There’s this view of medical science that it moves at a glacial pace, that through constant false starts, multiple levels of studies, and a labyrinthine FDA approval process, that it can take years before early promising discoveries could ever bear real fruit. But to work in cancer research right now is to observe human ingenuity and progress in almost real time. Diagnoses that were considered five years ago to be death sentences are now being faced with optimistic prognoses. All this is because of advances in immunotherapy, where scientists train a patient’s own immune system to recognize cancer cells as harmful and attack them. The studies have seen such positive results that scientists are beginning to use a word that they’ve long avoided for fear of overhyping a still nascent treatment: “Cure.”

Take the 2013 Bristol-Myers Squibb study led by Dr. Jedd Wolchok at Memorial Sloan-Kettering Cancer Center in New York City. Doctors used a combination of two drugs—one approved, the other experimental—in 52 melanoma patients, and found that treatment with both immunotherapy drugs resulted in rapid and deep tumor regressions about one-third of the time. This type of immunotherapy uses antibodies, given intravenously, which rev up the immune system. “We are talking about very significant survival rates here, with all the caveats of cross-trial comparison, of course,” Wolchok said. “But these are materially distinct numbers. We have spent several decades in cancer research learning better ways to treat the tumor. Now we are learning how to treat the patient.”

Record excerpts —
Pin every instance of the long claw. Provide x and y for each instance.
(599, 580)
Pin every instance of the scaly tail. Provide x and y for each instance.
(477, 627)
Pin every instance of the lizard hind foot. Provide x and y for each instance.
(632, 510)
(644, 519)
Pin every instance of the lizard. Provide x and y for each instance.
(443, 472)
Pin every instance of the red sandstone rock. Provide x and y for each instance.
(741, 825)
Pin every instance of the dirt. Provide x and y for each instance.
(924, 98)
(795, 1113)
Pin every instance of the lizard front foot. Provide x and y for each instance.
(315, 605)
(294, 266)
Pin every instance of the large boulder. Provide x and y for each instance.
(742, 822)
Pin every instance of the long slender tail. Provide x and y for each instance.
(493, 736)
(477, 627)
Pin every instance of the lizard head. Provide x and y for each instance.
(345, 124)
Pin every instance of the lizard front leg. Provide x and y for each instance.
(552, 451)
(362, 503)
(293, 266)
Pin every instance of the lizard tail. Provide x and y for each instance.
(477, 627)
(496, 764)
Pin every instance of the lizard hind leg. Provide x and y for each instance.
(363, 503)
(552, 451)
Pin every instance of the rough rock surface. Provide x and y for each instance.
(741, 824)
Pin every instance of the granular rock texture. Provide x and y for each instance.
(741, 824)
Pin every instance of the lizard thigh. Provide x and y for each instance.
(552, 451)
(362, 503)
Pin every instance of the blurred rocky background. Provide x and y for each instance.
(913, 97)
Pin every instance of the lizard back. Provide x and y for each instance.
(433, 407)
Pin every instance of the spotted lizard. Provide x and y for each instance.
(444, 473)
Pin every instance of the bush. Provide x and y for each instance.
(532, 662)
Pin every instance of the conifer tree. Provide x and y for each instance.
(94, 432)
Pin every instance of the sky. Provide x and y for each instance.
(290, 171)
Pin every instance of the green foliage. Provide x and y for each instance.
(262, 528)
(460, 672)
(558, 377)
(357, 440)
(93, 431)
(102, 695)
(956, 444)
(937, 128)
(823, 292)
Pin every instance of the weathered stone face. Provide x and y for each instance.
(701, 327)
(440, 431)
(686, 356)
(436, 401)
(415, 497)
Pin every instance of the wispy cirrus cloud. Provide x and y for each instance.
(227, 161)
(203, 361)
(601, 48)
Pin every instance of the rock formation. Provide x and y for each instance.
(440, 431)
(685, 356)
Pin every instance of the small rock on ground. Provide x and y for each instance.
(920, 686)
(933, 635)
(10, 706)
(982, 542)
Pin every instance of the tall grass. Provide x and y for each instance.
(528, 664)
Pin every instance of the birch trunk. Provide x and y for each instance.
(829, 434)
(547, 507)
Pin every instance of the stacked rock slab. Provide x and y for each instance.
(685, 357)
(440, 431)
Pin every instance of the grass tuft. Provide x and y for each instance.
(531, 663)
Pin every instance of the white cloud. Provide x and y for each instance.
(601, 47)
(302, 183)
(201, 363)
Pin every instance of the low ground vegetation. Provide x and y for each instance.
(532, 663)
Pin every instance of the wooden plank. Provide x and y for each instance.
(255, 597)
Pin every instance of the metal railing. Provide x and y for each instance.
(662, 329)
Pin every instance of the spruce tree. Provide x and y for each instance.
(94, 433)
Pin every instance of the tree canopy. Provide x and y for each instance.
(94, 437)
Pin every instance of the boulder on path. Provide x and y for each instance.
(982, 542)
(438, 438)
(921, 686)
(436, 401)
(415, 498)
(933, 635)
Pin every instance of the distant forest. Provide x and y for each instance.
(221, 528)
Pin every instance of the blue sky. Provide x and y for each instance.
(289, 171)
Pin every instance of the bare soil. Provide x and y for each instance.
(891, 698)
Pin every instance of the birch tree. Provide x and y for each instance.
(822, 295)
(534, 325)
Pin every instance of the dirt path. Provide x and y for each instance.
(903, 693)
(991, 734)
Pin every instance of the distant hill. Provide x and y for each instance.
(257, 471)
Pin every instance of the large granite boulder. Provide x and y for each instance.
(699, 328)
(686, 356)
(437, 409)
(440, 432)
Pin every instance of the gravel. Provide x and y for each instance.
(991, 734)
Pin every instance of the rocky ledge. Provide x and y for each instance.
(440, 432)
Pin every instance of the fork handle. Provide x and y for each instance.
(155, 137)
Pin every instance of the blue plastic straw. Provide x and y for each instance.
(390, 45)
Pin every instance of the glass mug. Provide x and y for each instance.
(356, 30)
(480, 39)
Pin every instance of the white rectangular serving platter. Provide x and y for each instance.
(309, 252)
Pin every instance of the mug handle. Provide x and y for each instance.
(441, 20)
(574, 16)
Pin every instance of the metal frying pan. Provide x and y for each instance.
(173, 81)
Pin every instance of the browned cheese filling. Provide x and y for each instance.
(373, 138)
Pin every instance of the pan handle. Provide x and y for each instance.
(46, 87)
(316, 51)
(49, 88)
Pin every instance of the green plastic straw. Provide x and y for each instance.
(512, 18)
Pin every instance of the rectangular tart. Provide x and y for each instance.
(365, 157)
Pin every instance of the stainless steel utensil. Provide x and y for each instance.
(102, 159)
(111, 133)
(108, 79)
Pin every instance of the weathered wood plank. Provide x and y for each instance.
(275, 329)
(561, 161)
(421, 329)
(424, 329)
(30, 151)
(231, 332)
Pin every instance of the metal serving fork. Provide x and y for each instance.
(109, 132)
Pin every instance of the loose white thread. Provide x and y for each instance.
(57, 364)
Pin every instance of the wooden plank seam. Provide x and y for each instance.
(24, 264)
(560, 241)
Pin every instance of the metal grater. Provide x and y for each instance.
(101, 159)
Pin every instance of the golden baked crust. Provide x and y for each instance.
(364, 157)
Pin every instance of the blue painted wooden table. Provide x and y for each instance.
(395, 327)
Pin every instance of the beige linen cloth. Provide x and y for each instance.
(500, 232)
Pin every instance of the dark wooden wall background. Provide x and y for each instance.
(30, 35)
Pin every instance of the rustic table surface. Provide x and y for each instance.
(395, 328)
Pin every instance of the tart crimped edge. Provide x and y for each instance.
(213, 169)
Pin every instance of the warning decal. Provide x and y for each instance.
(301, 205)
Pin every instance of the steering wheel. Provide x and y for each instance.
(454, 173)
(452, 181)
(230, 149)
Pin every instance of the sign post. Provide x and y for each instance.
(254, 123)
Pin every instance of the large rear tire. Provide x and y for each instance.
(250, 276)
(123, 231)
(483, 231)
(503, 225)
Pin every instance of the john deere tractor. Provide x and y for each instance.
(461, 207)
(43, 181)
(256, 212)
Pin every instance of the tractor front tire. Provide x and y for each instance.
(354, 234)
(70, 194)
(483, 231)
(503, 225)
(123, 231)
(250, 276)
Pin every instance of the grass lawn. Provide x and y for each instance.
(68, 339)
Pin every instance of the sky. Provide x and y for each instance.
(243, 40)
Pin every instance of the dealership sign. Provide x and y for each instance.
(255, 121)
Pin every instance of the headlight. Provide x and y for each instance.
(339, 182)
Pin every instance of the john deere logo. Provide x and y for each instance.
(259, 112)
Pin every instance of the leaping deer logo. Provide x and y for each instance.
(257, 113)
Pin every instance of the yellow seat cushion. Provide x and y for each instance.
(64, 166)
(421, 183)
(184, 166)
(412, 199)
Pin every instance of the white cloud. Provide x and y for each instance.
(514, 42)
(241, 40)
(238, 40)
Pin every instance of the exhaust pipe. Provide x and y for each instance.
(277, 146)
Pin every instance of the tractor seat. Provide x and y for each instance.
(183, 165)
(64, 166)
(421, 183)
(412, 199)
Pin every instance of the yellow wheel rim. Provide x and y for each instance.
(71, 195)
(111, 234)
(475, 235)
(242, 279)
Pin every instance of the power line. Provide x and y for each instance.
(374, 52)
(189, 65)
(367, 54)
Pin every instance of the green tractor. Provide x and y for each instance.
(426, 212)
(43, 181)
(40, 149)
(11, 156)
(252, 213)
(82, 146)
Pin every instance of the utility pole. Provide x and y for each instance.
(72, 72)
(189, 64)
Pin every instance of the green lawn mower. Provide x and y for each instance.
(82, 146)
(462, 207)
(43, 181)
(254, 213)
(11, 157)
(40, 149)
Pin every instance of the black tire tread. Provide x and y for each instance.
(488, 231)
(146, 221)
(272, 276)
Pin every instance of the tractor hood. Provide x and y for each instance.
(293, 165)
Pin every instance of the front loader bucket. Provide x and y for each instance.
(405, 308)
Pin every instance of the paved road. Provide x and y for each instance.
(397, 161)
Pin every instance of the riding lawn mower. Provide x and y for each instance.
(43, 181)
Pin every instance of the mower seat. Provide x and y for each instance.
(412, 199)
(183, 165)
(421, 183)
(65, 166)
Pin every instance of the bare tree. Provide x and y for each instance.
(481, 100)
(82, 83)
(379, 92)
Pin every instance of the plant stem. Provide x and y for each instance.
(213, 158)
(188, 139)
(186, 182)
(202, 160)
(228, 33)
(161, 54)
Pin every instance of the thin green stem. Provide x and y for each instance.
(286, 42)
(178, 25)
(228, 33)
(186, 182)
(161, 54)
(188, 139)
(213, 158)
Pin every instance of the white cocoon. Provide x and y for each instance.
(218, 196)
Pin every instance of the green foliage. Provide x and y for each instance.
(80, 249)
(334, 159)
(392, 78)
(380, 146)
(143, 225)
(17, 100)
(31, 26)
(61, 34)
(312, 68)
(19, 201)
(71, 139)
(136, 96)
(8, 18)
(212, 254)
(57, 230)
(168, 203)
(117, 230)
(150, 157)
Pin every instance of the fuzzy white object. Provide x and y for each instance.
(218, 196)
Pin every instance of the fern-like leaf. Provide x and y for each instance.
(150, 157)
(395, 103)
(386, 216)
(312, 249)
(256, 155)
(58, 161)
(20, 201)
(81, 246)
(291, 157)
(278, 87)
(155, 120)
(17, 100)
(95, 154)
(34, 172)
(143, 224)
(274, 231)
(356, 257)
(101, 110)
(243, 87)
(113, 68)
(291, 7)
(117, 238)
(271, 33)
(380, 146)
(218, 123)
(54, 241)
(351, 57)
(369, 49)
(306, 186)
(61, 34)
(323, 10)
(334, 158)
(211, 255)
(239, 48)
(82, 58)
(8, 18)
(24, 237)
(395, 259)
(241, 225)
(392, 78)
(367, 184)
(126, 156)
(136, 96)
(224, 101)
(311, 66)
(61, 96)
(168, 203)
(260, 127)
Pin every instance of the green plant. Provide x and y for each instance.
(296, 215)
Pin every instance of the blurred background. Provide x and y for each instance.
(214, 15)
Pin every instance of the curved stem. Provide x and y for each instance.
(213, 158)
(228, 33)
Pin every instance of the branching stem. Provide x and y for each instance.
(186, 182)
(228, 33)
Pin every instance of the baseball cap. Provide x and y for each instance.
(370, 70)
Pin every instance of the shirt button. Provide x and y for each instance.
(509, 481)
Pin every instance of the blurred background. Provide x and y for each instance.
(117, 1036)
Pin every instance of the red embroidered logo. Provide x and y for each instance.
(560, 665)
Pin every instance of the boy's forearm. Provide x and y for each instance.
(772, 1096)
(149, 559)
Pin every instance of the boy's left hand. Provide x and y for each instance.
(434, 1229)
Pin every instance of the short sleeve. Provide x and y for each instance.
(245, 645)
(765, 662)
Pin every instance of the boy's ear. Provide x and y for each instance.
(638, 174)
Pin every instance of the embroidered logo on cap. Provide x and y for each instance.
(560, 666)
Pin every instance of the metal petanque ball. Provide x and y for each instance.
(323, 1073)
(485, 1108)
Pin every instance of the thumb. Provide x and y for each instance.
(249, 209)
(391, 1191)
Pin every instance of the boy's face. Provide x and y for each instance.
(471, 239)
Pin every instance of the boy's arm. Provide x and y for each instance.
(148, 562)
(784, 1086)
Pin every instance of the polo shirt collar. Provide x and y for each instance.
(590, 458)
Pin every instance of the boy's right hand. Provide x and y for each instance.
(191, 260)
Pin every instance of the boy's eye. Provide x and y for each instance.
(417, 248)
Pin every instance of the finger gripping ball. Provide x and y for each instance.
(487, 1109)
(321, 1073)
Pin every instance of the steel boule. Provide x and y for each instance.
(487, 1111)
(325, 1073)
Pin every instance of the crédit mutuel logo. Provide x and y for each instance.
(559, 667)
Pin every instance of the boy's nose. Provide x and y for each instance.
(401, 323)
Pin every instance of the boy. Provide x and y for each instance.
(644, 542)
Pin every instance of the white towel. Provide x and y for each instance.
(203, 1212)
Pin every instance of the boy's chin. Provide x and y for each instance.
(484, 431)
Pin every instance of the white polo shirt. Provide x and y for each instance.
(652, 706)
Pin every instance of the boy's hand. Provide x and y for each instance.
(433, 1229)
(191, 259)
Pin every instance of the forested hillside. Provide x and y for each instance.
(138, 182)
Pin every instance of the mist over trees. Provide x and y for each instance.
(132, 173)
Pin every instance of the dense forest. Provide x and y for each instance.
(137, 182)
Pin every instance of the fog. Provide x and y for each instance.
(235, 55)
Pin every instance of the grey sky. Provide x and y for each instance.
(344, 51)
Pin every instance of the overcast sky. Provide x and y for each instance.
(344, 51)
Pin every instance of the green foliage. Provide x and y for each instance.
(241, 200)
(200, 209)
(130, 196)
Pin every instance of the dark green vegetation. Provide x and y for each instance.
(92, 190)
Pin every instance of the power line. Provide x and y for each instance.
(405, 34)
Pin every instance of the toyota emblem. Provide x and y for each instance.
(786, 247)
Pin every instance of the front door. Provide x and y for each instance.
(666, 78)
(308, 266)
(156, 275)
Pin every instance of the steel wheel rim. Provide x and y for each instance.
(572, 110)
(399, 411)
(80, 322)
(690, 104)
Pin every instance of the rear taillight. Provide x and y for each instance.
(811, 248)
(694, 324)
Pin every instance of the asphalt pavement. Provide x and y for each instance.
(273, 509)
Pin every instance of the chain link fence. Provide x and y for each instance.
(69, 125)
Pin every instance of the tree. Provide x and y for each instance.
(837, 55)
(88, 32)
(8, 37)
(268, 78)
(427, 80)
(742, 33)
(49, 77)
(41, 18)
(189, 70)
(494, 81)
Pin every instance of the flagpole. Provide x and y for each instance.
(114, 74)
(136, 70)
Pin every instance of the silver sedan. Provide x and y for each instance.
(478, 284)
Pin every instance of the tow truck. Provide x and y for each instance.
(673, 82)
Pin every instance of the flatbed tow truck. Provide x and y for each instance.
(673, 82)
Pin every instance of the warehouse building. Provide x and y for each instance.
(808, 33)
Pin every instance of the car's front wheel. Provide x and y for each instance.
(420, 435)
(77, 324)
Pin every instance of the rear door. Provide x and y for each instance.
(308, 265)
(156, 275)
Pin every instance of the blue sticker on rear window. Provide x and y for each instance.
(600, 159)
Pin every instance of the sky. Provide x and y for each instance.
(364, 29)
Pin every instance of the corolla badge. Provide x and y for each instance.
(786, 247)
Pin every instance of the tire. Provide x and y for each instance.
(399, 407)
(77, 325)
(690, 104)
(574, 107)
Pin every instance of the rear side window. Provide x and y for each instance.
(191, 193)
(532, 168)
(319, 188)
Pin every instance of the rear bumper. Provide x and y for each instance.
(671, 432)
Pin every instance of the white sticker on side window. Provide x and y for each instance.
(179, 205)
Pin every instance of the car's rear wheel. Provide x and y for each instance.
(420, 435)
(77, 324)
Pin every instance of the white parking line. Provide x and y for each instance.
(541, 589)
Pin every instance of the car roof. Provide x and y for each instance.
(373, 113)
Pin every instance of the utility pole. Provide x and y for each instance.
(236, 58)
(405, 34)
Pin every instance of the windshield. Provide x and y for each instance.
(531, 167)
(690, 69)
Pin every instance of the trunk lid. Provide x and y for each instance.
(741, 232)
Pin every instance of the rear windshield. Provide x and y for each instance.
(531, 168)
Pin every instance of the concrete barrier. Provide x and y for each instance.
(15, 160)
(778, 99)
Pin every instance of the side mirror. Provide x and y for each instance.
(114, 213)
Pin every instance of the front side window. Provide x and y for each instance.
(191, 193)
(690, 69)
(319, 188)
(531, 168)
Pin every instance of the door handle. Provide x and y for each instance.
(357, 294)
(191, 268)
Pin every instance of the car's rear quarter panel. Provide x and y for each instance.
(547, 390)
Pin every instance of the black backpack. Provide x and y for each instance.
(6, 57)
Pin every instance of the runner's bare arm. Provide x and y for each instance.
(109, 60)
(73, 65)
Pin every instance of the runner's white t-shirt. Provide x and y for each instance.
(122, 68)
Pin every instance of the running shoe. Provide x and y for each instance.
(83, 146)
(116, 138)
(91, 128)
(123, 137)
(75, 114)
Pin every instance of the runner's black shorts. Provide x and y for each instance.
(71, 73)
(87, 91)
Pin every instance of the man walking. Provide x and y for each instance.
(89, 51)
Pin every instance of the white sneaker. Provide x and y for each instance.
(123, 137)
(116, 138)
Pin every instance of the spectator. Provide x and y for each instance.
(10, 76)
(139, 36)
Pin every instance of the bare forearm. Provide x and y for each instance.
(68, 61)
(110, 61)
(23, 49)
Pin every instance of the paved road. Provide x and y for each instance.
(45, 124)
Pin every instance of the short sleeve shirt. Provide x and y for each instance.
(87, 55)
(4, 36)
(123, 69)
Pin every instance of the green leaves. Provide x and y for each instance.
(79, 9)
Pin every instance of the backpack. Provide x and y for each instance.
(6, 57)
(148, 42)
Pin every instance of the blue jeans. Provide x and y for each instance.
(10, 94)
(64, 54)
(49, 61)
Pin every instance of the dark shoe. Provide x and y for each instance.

What the exercise asks —
Answer these from the immunotherapy text:
(a) What word have scientists long avoided but are now beginning to use?
(b) How many melanoma patients received the two-drug combination in the 2013 study?
(c) How are the antibodies in this type of immunotherapy given?

Solution to the problem —
(a) "Cure."
(b) 52
(c) Intravenously